== Zu bearbeitende Zeilen

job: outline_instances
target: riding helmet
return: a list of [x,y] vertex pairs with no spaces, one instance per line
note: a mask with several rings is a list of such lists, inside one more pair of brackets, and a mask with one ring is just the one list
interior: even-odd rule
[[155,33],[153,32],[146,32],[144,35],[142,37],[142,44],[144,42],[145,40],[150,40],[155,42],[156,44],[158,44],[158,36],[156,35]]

====

Schreibe alle Zeilen oben unverändert ab.

job: outline_instances
target: riding helmet
return: a list of [x,y] vertex pairs with no spaces, one instance per line
note: a mask with several rings is a list of such lists, inside one more pair of brackets, and a mask with one ring is just the one list
interior: even-odd rule
[[155,33],[153,32],[146,32],[144,35],[142,37],[142,44],[144,42],[145,40],[150,40],[155,42],[156,44],[158,44],[158,36],[156,35]]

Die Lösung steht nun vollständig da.